What is being asked: Could you rescale the part of the entries that opens with the line containing "Where can you spot the hiking" and closes with the last entry, giving back every line (requests included) with each point coordinate in the answers multiplied by 0.25 and rounded to a whole number, halves up? Leave the pictures out of your reply.

---

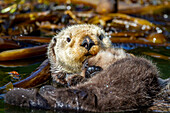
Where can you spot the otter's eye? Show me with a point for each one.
(101, 36)
(54, 40)
(68, 39)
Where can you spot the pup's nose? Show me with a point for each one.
(87, 43)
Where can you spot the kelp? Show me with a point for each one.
(36, 78)
(8, 44)
(39, 20)
(23, 53)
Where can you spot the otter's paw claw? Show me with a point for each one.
(92, 70)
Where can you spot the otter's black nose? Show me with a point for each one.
(87, 43)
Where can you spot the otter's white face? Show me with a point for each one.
(75, 44)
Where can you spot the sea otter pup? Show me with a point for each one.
(124, 84)
(71, 47)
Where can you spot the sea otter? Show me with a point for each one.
(71, 47)
(112, 79)
(127, 83)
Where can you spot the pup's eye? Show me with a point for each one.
(101, 36)
(68, 39)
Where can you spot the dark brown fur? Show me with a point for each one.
(129, 83)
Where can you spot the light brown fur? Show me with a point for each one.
(66, 58)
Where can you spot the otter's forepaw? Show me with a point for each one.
(92, 70)
(75, 79)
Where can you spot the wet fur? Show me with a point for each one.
(128, 83)
(66, 58)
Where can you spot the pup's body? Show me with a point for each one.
(127, 83)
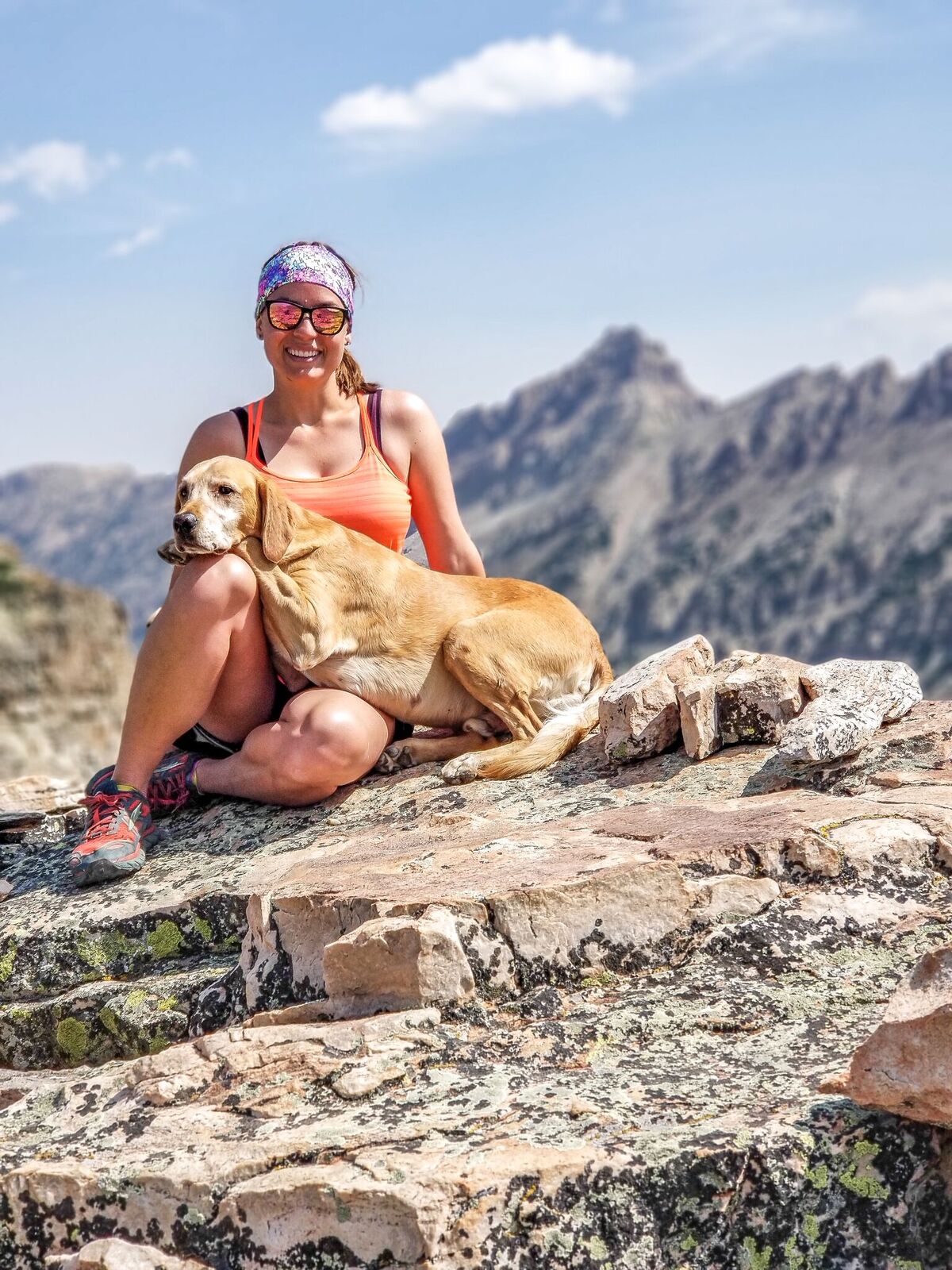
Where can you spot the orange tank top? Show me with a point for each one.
(370, 498)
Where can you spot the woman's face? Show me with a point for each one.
(304, 353)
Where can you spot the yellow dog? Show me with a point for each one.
(437, 649)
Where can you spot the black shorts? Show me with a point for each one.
(200, 741)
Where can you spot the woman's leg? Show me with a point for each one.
(205, 658)
(323, 740)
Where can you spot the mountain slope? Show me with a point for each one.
(810, 518)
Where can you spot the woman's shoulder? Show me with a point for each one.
(406, 410)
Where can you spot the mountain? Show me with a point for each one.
(65, 672)
(810, 518)
(95, 526)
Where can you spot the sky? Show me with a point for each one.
(759, 184)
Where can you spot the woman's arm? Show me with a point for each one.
(414, 436)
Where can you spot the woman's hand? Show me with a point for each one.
(416, 446)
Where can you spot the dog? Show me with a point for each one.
(512, 667)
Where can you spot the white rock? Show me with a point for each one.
(397, 963)
(697, 705)
(850, 700)
(639, 714)
(730, 895)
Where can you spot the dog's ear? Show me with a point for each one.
(277, 521)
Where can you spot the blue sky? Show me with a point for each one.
(757, 183)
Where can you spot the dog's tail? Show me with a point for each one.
(558, 737)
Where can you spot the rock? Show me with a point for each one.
(758, 694)
(397, 963)
(121, 1255)
(639, 713)
(865, 844)
(850, 702)
(748, 698)
(697, 708)
(658, 991)
(727, 897)
(905, 1066)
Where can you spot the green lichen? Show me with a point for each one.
(203, 927)
(866, 1187)
(103, 952)
(795, 1260)
(109, 1020)
(600, 979)
(755, 1260)
(165, 940)
(73, 1038)
(598, 1249)
(6, 960)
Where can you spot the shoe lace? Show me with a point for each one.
(105, 810)
(168, 785)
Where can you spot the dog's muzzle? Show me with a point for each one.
(186, 525)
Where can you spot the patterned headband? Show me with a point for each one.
(306, 262)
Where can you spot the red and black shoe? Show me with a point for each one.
(171, 787)
(112, 842)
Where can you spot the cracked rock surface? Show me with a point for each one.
(644, 976)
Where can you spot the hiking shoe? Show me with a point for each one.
(112, 842)
(171, 787)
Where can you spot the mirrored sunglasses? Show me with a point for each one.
(325, 319)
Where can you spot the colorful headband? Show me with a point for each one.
(306, 262)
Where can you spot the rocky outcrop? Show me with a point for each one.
(65, 670)
(905, 1067)
(631, 983)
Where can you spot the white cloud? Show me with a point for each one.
(911, 323)
(145, 237)
(52, 169)
(508, 78)
(175, 158)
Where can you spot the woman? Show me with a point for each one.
(203, 679)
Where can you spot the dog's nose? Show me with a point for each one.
(184, 524)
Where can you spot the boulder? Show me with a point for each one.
(905, 1066)
(748, 698)
(639, 713)
(397, 963)
(122, 1255)
(758, 694)
(850, 702)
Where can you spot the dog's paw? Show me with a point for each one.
(395, 759)
(461, 770)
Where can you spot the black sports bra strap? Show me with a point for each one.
(240, 413)
(374, 410)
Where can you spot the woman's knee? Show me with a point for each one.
(327, 745)
(221, 582)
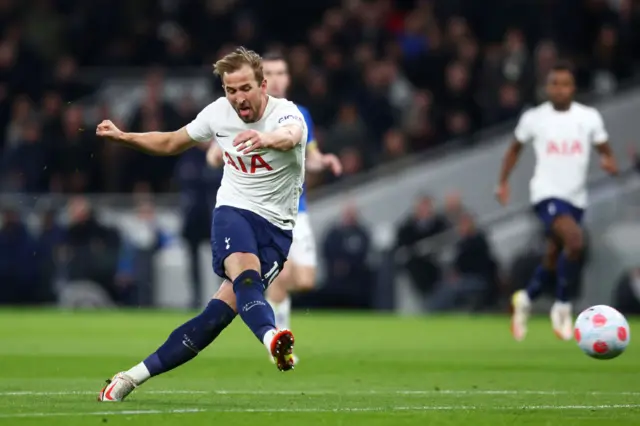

---

Output of the exercise:
Where can you spot the hiking shoe? Show me with a point for each one.
(28, 211)
(43, 197)
Where can you spot the mirrored sunglasses? Show me with a point for each one.
(81, 80)
Where can you spot the colorful headband? Show me with a point for each one.
(77, 66)
Where can you spot the rocky outcrop? Show me with a point for each one.
(16, 168)
(226, 267)
(158, 246)
Where can you spot the white cloud? Show me with a point for each one.
(228, 81)
(36, 59)
(13, 42)
(127, 20)
(44, 40)
Where can you spot the woman? Show me with a point for each one.
(51, 170)
Where can you spot the dog's nose? Show me with a point for each one.
(46, 131)
Where can you spot the boulder? Show me with a point for each one.
(226, 267)
(187, 175)
(160, 178)
(99, 241)
(31, 314)
(190, 174)
(213, 176)
Where can you spot the dog's paw? Show me with a point for each one.
(99, 190)
(115, 193)
Where can you spot the black sports bra strap? Show me with a point for each one.
(60, 103)
(94, 103)
Where can you spot the woman's knee? Show me with a point for each one.
(82, 186)
(55, 146)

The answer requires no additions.